■ **AIM OF THE TASK**
In the listing below, find every line that contains the word "coach" and copy each of those lines in full.

■ **ROWS**
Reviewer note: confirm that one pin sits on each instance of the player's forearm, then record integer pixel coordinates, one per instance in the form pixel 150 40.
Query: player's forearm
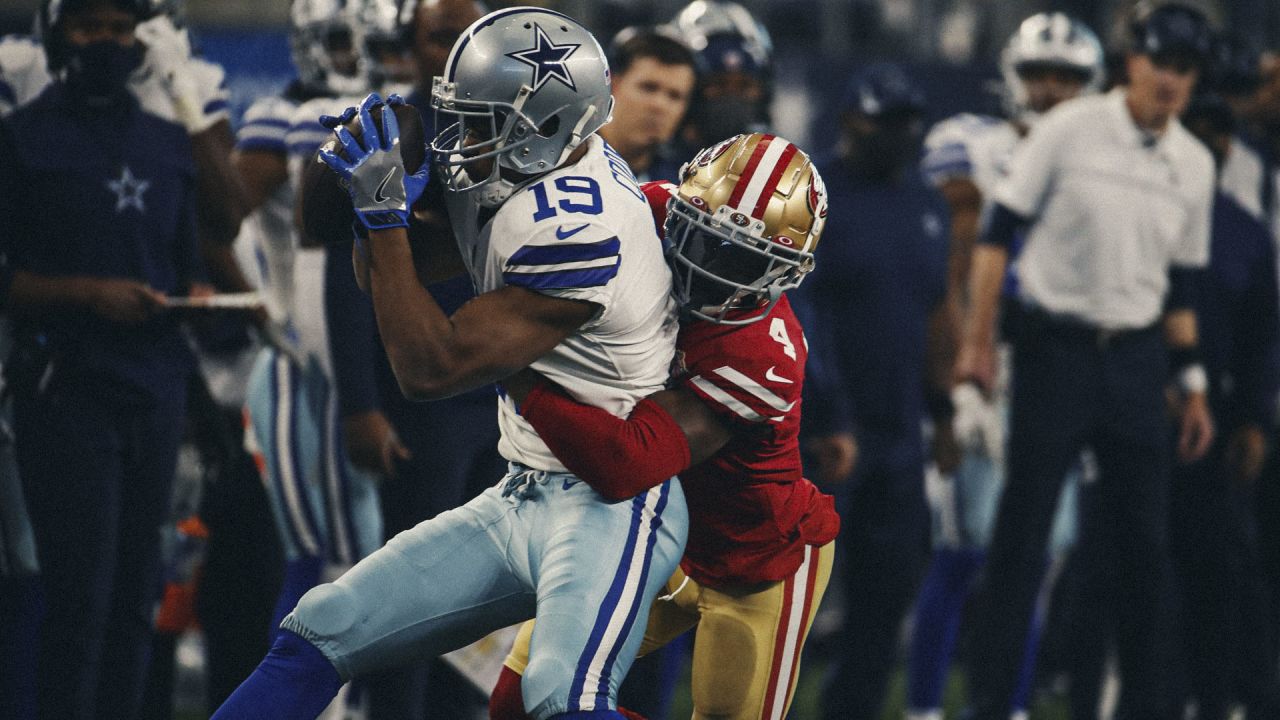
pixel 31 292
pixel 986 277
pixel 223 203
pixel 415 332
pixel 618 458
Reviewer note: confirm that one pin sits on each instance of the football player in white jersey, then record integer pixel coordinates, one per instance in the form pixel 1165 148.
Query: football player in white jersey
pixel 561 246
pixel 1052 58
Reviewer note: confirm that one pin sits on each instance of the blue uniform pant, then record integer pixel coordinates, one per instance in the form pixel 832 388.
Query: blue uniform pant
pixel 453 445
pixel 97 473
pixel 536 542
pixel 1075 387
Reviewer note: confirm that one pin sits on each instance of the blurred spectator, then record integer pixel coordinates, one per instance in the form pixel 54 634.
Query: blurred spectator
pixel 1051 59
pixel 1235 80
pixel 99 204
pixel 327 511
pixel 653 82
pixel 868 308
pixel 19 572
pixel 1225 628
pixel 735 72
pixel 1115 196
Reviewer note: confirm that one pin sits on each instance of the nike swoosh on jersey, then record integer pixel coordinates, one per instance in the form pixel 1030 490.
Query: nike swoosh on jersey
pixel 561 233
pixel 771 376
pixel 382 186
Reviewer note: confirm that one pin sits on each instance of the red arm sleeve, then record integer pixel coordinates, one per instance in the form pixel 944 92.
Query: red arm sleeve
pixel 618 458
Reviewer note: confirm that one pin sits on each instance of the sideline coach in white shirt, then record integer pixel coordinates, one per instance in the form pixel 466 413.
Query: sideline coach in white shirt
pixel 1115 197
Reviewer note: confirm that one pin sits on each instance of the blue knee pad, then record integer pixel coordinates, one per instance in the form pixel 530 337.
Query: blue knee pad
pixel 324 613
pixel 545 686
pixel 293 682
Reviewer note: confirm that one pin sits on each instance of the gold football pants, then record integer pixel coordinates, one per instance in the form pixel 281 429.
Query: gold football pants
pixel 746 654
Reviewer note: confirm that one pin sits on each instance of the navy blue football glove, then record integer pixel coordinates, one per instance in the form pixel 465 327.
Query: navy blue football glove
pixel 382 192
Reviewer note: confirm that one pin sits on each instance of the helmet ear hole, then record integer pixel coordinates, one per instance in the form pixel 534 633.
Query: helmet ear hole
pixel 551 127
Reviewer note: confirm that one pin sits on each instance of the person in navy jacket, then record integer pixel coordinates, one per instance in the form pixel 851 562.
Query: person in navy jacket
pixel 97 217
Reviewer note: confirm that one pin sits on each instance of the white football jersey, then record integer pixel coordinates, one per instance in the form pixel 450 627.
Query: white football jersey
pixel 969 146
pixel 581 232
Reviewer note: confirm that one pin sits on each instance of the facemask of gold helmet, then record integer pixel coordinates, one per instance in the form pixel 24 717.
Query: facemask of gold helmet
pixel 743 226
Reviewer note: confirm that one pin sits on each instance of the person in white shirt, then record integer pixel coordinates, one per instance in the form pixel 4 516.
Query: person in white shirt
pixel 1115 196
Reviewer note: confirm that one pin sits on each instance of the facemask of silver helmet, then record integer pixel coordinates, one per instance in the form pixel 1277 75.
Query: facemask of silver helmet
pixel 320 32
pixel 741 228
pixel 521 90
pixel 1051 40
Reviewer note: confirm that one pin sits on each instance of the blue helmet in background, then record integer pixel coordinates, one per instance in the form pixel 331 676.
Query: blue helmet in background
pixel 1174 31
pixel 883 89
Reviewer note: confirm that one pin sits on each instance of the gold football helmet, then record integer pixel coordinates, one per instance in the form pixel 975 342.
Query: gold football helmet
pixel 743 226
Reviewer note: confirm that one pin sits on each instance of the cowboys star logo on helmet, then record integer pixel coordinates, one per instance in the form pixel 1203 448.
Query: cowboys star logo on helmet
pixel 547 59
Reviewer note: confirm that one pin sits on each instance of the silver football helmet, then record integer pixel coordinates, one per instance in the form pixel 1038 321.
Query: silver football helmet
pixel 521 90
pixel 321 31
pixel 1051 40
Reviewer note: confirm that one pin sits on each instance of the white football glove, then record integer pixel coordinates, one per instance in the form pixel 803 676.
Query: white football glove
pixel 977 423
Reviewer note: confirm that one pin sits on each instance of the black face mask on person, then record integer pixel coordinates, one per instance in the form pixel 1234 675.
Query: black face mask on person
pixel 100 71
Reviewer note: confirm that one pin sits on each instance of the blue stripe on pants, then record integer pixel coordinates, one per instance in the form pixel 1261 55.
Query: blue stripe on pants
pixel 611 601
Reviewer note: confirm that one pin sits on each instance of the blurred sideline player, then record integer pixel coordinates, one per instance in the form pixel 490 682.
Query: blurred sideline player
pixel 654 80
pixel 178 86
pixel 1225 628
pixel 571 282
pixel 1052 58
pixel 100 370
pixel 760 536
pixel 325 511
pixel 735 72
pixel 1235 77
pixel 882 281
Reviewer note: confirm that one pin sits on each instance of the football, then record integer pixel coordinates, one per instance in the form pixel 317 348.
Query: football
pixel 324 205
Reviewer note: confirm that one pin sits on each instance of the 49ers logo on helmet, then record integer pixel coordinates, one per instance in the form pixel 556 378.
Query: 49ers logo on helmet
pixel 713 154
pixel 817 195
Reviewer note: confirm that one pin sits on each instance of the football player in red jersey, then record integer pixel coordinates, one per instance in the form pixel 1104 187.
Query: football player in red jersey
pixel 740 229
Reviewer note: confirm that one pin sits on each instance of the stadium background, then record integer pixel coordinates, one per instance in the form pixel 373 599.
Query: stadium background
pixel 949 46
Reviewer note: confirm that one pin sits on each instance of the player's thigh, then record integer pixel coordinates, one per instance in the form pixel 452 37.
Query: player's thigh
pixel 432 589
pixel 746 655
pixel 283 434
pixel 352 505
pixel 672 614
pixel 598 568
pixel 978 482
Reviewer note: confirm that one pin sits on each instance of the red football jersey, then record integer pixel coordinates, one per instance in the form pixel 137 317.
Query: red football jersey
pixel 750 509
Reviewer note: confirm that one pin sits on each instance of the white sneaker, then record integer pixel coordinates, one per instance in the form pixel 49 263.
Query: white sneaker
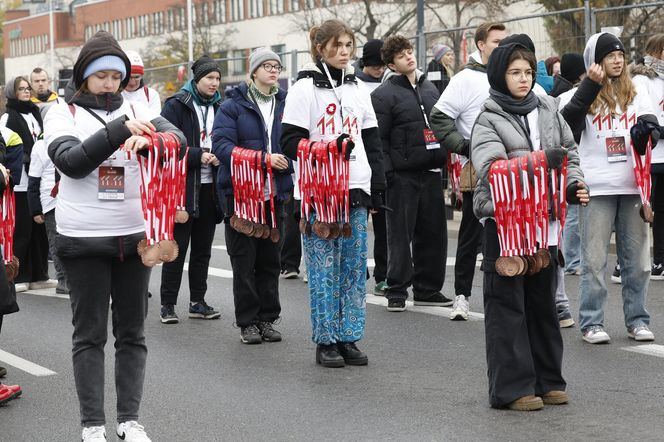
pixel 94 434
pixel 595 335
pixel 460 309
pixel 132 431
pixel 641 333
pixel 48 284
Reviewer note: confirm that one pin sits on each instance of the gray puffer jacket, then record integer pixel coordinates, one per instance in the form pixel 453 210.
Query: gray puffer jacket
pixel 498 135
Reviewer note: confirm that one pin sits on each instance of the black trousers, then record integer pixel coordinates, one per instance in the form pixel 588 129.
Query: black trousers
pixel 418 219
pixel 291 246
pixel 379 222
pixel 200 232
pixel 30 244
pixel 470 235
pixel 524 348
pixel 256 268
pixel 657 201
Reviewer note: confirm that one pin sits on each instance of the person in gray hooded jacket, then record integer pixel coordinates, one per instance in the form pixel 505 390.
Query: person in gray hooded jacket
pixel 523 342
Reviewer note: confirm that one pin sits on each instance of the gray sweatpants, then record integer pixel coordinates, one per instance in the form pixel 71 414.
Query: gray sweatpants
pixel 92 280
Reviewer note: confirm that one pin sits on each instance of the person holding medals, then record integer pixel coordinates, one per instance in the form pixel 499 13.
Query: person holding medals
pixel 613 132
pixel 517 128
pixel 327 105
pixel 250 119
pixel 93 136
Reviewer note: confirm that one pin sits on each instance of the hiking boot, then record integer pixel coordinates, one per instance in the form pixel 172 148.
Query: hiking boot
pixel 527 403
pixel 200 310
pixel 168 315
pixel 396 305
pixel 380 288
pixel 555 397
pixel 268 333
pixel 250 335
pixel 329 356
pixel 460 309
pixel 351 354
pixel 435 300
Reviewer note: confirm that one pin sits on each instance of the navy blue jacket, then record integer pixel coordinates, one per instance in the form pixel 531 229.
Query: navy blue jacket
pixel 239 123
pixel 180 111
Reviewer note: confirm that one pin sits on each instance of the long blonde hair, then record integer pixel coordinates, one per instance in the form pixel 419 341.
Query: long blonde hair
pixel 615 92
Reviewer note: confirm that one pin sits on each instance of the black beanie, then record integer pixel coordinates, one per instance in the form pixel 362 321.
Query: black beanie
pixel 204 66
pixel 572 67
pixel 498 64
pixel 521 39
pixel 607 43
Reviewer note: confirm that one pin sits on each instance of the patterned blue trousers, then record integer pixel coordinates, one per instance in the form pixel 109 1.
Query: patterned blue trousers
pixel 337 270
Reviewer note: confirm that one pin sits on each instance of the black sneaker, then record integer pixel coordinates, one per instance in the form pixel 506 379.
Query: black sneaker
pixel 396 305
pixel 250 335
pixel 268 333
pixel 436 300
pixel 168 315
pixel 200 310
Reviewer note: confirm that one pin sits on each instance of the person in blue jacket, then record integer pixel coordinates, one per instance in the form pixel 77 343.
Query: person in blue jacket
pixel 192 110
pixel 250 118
...
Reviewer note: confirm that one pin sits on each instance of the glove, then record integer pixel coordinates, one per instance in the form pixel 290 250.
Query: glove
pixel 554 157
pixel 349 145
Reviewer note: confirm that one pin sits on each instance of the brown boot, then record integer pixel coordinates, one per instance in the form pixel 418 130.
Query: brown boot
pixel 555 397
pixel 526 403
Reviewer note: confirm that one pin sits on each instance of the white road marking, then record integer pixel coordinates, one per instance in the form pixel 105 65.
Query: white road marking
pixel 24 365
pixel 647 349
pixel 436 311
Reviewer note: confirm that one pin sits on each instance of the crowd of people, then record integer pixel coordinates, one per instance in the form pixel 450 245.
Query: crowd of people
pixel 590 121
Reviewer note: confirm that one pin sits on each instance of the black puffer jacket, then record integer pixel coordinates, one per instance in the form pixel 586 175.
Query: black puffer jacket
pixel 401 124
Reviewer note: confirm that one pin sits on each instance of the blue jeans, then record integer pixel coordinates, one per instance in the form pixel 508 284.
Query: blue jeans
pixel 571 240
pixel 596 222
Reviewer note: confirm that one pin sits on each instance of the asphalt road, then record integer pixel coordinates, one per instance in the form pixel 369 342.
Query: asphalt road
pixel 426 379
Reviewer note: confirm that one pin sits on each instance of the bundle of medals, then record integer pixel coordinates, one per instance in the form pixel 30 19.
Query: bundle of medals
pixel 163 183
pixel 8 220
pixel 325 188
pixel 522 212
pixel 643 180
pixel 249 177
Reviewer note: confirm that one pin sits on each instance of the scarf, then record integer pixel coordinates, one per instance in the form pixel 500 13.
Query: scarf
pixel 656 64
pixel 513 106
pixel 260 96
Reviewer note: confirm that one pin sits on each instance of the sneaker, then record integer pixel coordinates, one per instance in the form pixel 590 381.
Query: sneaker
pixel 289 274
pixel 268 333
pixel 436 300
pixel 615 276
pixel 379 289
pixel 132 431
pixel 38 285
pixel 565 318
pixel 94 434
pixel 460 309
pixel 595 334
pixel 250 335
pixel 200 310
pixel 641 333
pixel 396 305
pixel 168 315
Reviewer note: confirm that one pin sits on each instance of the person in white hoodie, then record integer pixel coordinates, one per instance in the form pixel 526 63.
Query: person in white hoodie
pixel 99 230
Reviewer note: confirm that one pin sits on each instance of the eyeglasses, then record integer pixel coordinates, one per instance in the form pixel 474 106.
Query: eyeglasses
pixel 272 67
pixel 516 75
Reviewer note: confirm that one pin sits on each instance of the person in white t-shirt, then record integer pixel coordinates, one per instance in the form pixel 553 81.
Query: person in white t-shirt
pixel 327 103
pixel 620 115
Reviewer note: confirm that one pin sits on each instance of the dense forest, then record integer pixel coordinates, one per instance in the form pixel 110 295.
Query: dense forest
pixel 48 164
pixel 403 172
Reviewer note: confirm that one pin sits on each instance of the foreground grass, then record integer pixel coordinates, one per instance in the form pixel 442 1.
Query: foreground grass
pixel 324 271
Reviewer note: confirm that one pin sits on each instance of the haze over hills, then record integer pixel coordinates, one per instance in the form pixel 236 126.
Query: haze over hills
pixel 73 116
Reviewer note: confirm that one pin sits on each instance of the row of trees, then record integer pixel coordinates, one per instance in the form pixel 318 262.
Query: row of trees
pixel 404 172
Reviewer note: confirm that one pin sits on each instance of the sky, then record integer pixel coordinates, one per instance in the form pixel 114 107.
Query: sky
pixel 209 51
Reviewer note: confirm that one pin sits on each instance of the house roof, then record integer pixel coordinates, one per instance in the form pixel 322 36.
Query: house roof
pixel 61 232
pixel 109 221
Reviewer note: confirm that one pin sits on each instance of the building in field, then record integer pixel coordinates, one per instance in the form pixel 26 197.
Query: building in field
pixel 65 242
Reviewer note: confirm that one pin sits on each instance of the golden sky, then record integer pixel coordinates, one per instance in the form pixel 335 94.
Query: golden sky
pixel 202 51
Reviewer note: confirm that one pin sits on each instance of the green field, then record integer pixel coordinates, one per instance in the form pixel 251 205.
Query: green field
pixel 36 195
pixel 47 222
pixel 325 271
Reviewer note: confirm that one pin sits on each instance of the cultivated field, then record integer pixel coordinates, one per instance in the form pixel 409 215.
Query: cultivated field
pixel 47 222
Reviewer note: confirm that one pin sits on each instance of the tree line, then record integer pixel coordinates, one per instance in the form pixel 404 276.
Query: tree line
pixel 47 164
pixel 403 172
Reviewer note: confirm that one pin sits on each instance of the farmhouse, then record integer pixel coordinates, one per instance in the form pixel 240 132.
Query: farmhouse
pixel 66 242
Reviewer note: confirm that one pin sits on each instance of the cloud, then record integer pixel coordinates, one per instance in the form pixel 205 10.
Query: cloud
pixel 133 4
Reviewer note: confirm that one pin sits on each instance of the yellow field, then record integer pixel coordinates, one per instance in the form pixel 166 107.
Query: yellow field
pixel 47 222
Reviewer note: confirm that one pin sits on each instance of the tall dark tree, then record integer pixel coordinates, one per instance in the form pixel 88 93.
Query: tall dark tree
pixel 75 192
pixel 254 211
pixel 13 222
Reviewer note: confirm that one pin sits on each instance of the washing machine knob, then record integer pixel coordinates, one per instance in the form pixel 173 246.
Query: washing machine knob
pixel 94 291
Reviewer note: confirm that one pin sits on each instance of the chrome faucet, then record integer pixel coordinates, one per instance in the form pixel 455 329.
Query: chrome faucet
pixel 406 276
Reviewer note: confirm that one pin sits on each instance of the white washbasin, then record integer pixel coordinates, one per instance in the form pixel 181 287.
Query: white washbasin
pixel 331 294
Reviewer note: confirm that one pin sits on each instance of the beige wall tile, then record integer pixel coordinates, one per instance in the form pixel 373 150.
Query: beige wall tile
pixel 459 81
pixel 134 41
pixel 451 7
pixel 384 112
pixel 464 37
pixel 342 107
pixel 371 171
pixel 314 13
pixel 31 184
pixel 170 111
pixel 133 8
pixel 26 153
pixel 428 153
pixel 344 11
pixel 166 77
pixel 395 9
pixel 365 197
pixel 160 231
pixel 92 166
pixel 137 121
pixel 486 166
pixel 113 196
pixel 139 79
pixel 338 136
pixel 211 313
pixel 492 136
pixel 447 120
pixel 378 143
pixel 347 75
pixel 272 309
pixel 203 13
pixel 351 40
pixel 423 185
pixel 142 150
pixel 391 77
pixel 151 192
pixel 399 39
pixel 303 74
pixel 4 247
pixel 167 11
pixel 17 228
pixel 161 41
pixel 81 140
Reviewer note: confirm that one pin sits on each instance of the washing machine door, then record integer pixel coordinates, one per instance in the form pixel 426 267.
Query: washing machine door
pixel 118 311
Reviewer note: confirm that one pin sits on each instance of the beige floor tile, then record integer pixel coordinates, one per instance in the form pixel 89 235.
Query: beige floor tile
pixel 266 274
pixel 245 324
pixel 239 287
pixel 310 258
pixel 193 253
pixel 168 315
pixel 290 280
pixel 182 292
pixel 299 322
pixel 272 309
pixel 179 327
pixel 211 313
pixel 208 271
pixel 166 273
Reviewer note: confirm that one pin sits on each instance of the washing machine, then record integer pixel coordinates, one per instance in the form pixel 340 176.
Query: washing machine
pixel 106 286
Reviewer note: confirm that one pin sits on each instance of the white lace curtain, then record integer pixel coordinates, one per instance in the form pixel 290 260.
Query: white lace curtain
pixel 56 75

■ **RESPONSE TO THE EXERCISE**
Reviewer note: confirm that one pin sits on each instance of the sideline coach in white shirt, then record integer pixel coordinates, one per instance in the form pixel 466 413.
Query: sideline coach in white shirt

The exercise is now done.